WHAT TO WORK ON: I need each line of the entries below that includes the string "wheel".

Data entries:
++++++++++++++++++++
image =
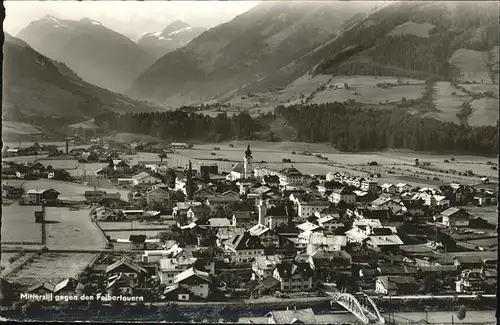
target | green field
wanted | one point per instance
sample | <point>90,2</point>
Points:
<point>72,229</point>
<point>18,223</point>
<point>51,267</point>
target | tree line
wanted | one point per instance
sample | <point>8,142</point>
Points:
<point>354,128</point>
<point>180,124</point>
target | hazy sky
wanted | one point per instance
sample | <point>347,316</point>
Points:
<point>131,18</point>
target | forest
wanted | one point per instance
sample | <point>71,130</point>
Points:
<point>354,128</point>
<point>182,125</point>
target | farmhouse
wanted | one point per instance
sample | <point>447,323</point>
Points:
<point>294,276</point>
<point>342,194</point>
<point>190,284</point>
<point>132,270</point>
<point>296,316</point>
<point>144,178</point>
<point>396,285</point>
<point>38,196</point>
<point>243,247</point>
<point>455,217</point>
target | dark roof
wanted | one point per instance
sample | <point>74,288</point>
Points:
++++++++++++++++++++
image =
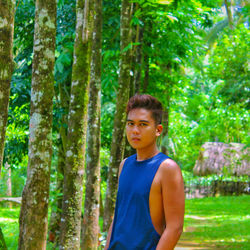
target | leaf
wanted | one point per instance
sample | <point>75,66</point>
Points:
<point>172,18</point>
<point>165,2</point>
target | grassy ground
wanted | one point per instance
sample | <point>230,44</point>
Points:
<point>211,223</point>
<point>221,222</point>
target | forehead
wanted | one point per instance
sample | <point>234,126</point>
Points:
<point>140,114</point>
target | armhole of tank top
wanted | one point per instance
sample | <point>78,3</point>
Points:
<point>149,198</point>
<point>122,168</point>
++++++++++++++++++++
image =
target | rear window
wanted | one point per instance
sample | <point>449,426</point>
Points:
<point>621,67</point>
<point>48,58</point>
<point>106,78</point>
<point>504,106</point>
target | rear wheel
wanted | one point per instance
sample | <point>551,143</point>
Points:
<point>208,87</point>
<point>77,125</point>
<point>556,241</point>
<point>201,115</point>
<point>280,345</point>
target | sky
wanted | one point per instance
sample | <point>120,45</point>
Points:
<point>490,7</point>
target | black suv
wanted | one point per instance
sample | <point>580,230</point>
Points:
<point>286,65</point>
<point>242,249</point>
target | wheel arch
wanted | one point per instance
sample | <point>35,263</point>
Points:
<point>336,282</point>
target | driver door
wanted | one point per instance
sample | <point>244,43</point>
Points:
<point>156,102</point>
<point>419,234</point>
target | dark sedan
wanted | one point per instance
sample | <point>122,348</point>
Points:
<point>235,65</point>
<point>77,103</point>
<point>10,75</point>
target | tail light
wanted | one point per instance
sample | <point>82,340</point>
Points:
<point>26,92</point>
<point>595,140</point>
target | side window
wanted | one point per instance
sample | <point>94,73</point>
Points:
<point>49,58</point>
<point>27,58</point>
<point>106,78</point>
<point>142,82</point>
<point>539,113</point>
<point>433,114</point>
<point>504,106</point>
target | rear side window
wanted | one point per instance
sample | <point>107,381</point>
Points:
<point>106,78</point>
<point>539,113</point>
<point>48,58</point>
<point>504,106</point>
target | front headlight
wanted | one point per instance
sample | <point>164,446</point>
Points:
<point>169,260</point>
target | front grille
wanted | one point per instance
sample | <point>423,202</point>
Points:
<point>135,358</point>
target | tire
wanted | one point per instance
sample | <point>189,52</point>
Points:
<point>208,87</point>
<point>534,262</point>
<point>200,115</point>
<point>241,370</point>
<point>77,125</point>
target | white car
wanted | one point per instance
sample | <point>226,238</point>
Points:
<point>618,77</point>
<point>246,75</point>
++++++++++++++++++++
ANSWER SECTION:
target | rear wheel
target | wheel arch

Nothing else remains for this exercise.